(Отрывок для чтения)
☆ ☆ ☆ ☆ ☆

На некоторых — грязь и следы человечьих копыт (с подковами). И все».
Шахматовской болью, как мы знаем, Блок ни с кем делиться не любил. Держался стоически. Но «человечьи копыта» революционного народа оставили свой след не только на уцелевших листках семейного архива…
К Рождеству становится веселее. Хотя Блока очень раздражают встречи Любови Дмитриевны с цирковым артистом Жоржем Дельвари, в сочельник происходит откровенный разговор, кончающийся, как это не раз бывало, перемирием. Целых две елки приносят в дом Блоков молодые приятельницы: сначала Книпович, потом Павлович. Наведывается и Дельмас.
Потом опять нервные рутинные дела: в государственном издательстве начальник Ионов продолжает втыкать палки в колеса, Большой драматический театр, как кажется Блоку, скоро «превратится в грязную лавку».
Семнадцатого января Блок размышляет о своих житейских делах:
«Утренние, до ужаса острые мысли, среди глубины отчаянья и гибели.
Научиться читать “Двенадцать”. Стать поэтом-куплетистом. Можно деньги и ордера иметь всегда…»
(Как видим, читать публично «Двенадцать» для неприемлемо. Слова «Революцьонный держите шаг!» он не может произнести от своего имени. Это чужие слова, как объяснил Блок однажды одному юному поклоннику. Казалось бы, «полифония», «голос автора», «голос героя» – понятия чисто эстетические, но порой они приобретают нравственный смысл.)

☆ ☆ ☆ ☆ ☆

(Задания)
1. Почему, согласно отрывку о Блоке, он не может произнести от своего имени слова «Революцьонный держите шаг!»? Ответьте в одном–трех предложениях.
2. Продолжите отрывок о Блоке с того места, где он заканчивается.

[Записи для указания и подписи]
☆ ☆ ☆ ☆ ☆

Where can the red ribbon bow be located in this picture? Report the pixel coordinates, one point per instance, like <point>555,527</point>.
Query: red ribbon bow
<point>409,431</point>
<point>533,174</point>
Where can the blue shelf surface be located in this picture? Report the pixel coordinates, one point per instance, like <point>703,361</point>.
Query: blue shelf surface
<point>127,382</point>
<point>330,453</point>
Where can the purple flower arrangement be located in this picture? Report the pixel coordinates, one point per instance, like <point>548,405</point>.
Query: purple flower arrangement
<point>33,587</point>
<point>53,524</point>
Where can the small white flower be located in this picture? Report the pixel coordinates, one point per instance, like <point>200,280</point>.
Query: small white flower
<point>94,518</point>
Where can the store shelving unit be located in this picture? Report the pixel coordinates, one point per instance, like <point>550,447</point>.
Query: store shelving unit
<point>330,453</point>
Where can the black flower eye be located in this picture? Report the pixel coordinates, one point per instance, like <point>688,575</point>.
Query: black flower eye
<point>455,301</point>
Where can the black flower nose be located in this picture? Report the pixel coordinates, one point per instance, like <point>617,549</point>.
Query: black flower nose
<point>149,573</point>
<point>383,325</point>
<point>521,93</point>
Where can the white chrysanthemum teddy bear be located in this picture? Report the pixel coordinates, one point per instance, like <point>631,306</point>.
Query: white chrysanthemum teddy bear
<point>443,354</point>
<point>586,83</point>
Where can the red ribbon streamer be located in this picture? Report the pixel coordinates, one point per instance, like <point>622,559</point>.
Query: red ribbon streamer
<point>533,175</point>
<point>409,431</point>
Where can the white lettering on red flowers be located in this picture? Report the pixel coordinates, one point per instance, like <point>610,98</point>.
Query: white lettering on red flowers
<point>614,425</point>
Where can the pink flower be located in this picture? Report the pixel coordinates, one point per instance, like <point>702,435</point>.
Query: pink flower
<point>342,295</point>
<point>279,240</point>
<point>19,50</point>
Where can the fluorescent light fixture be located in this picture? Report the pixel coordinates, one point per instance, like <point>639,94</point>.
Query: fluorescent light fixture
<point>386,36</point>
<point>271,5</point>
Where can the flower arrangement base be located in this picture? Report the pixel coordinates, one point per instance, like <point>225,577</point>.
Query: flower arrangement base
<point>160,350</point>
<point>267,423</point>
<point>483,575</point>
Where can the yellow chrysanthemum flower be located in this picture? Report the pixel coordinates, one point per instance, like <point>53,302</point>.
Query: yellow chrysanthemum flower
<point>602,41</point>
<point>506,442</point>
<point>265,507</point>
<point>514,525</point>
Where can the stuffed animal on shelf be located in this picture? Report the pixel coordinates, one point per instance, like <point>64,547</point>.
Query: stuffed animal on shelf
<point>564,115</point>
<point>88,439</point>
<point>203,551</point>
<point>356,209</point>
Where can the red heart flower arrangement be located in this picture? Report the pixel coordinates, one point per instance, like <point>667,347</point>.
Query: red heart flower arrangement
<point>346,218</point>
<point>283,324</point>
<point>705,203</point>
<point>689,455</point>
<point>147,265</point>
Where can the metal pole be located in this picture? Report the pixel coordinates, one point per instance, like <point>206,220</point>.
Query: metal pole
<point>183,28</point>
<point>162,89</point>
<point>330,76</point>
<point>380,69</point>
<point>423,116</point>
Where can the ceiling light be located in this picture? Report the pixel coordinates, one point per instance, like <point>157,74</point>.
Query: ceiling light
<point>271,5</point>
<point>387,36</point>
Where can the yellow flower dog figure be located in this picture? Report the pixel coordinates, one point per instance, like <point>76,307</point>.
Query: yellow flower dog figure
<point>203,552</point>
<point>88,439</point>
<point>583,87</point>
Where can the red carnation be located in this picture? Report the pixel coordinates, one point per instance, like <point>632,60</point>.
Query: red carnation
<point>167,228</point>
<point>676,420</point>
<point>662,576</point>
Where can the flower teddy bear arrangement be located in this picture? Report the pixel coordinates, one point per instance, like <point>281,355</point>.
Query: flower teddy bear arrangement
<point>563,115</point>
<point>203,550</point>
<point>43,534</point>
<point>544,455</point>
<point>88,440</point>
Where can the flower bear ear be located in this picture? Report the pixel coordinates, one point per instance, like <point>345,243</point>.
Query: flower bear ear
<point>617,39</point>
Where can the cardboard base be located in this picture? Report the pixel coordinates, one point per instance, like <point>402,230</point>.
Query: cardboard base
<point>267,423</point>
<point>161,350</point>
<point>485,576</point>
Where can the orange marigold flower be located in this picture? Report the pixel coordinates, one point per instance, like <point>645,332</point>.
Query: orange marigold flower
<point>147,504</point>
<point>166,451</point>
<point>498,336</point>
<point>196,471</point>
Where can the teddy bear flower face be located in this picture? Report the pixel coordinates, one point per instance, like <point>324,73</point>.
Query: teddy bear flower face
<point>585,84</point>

☆ ☆ ☆ ☆ ☆

(Ответы)
1. Блок не может произнести эти слова от своего имени, потому что это чужие слова. Так он однажды объяснил одному юному поклоннику.

2.
А дальше мысль Блока вдруг перебрасывается на Пушкина, который на три недели делается главным персонажем дневника. «Пушкинский план» — такая запись появляется в крещенский вечер. Блока занимает мысль об издании «маленького Пушкина», где будет «все, что нужно». (Не по аналогии ли с блоковским собственным «Изборником» 1918 года?) Он обсуждает свой план с Книпович, которая с Блоком не согласна и, подобно многим, считает, что Пушкин нужен «весь». По ее совету Блок начинает перечитывать Пушкина «с конца», и его внимание приковывает «Из Пиндемонти». Оно и было, и есть,и будет главным стихотворением об истинной свободе, когда-либо написанным на русском языке. Блок намечает параллели между пушкинским пониманием свободы и грибоедовским, фетовским.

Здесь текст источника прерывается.